Written task: Convert all the rows below into a Markdown table with the columns No. and Line, giving each non-blank row its number and text. Leave the pictures out.

Records
[Start]

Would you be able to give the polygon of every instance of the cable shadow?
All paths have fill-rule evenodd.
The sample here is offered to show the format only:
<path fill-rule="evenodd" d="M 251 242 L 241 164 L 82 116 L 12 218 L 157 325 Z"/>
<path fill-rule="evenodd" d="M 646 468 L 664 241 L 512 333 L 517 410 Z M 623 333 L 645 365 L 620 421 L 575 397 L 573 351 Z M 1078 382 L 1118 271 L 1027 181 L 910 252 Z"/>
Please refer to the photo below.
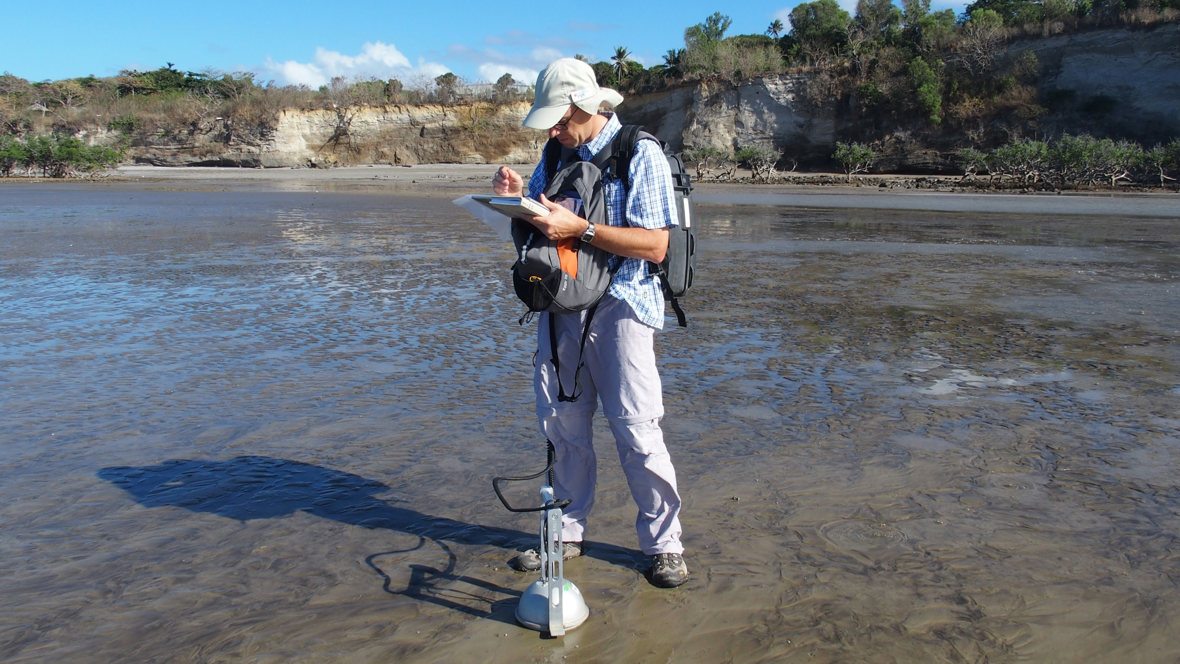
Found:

[End]

Solution to this task:
| No. | Line |
|---|---|
| 1 | Would you be able to give the polygon of every instance of the cable shadow? |
| 2 | All paths have fill-rule evenodd. |
| 3 | The sample here is offered to show the format only: |
| 4 | <path fill-rule="evenodd" d="M 251 242 L 241 164 L 82 116 L 12 218 L 157 325 Z"/> |
| 5 | <path fill-rule="evenodd" d="M 646 468 L 664 241 L 512 333 L 517 410 Z M 623 333 L 645 365 L 620 421 L 575 397 L 573 351 Z M 1078 382 L 1118 271 L 1027 181 L 910 252 Z"/> |
| 6 | Please refer to the photo below. |
| 7 | Found: |